→ Task requirements:
Repeat exactly each line of the data provided below.
-------------------------
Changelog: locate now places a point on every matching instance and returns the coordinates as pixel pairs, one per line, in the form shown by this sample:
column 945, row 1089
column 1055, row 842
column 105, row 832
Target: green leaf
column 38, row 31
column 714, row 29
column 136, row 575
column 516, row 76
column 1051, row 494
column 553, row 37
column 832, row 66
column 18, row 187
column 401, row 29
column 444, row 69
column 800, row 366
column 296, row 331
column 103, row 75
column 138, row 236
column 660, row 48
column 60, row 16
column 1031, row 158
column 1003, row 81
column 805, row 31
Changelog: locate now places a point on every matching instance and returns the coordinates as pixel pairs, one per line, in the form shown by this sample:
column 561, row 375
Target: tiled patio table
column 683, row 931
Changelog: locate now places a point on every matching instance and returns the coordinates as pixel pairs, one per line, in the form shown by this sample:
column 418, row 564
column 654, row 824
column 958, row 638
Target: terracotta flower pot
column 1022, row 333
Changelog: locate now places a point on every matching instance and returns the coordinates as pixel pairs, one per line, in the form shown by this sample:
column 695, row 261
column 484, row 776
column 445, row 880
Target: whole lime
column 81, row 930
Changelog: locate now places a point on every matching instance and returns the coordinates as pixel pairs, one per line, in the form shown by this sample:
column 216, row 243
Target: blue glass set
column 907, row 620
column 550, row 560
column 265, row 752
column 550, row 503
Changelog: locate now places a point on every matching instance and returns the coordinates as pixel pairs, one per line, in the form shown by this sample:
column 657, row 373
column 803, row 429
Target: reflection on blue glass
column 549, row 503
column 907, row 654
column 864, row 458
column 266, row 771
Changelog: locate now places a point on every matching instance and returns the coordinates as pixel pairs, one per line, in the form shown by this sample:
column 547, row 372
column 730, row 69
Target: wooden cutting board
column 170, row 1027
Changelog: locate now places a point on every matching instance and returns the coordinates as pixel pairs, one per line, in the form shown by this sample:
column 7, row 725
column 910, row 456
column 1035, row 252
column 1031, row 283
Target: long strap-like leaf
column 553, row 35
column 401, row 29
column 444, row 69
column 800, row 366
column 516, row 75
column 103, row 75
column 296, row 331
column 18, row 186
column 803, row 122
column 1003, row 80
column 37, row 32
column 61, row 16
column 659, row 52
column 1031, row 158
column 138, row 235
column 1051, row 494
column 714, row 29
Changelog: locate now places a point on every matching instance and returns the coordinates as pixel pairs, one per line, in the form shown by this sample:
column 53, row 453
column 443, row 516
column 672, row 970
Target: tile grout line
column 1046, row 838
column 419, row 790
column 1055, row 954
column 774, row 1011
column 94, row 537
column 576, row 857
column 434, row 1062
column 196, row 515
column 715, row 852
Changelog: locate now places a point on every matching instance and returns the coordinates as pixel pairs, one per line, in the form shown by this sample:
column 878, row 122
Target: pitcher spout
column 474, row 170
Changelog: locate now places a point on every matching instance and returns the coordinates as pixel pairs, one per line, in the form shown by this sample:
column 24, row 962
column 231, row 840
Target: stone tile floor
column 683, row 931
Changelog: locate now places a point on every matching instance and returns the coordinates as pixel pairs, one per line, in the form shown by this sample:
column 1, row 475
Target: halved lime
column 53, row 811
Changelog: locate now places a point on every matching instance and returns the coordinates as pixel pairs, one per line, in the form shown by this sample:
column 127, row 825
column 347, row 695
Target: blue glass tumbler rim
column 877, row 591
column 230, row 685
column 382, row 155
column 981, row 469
-------------------------
→ Answer to this task:
Changelog: locate now places a point on every matching instance and returns the coordinates as pixel pairs, one per line, in the form shown by this sample:
column 945, row 1089
column 1055, row 842
column 105, row 832
Target: green leaf
column 38, row 31
column 714, row 29
column 136, row 575
column 516, row 76
column 1051, row 494
column 553, row 37
column 832, row 66
column 18, row 187
column 401, row 29
column 444, row 69
column 800, row 366
column 296, row 331
column 103, row 75
column 138, row 236
column 660, row 48
column 60, row 16
column 1031, row 158
column 1003, row 81
column 805, row 31
Changelog: locate now places a point on every matching instance and returns the coordinates as pixel pairs, one per line, in the form shown by this sample:
column 561, row 375
Target: tiled patio table
column 683, row 931
Changelog: locate now places a point on every matching instance and returns the coordinates as pixel pairs, one per line, in the form shown by this sample:
column 418, row 564
column 654, row 824
column 958, row 638
Target: terracotta flower pot
column 1022, row 333
Changelog: locate now places a point on every matching instance and returns the coordinates as pixel pairs, one per line, in the form shown by this sample:
column 695, row 261
column 484, row 776
column 445, row 880
Target: whole lime
column 81, row 930
Changelog: locate now places a point on every matching instance and returns the coordinates as pixel pairs, one per line, in the form shown by this sample:
column 216, row 243
Target: blue glass set
column 907, row 620
column 550, row 560
column 265, row 752
column 550, row 503
Changelog: locate now places a point on every matching instance and returns the coordinates as pixel pairs, one per line, in the form shown by this sample:
column 657, row 373
column 803, row 429
Target: reflection on blue glass
column 549, row 503
column 907, row 654
column 864, row 458
column 266, row 771
Changelog: locate now places a point on every matching instance and returns the coordinates as pixel pairs, one per line, in the form shown by this sample:
column 547, row 372
column 730, row 69
Target: wooden cutting board
column 170, row 1027
Changelog: locate now places a point on every matching instance and returns the coordinates as pixel pairs, one per line, in the form shown by this sample:
column 7, row 725
column 910, row 456
column 1035, row 252
column 1031, row 283
Target: long strap-like leaf
column 553, row 35
column 401, row 29
column 444, row 69
column 800, row 366
column 516, row 75
column 103, row 75
column 296, row 331
column 18, row 186
column 803, row 122
column 1003, row 80
column 37, row 32
column 61, row 16
column 659, row 52
column 1031, row 158
column 138, row 235
column 1051, row 494
column 714, row 29
Changelog: locate now places a point on every matching instance and returns the coordinates as pixel pairs, one per line, in the form shown by this sample:
column 53, row 453
column 443, row 516
column 672, row 970
Target: tile grout line
column 1046, row 838
column 419, row 790
column 1055, row 954
column 774, row 1011
column 94, row 537
column 576, row 857
column 434, row 1062
column 196, row 515
column 715, row 852
Changelog: locate now places a point on every matching instance and returns the coordinates as pixel pairs, one per line, in the form shown by this sample:
column 878, row 122
Target: pitcher spout
column 474, row 170
Changelog: locate now places a point on every matching instance and returns the coordinates as pixel pairs, one per line, in the form shown by this sample:
column 24, row 962
column 231, row 840
Target: stone tile floor
column 683, row 931
Changelog: locate now places a point on every matching instance and returns the coordinates as pixel pairs, one per line, in the form shown by this sample:
column 1, row 475
Target: halved lime
column 53, row 811
Changelog: locate now places a point on every matching instance and returns the coordinates as pixel pairs, one per line, in the form shown by this sample:
column 127, row 825
column 347, row 695
Target: blue glass tumbler rim
column 877, row 591
column 230, row 685
column 382, row 155
column 981, row 469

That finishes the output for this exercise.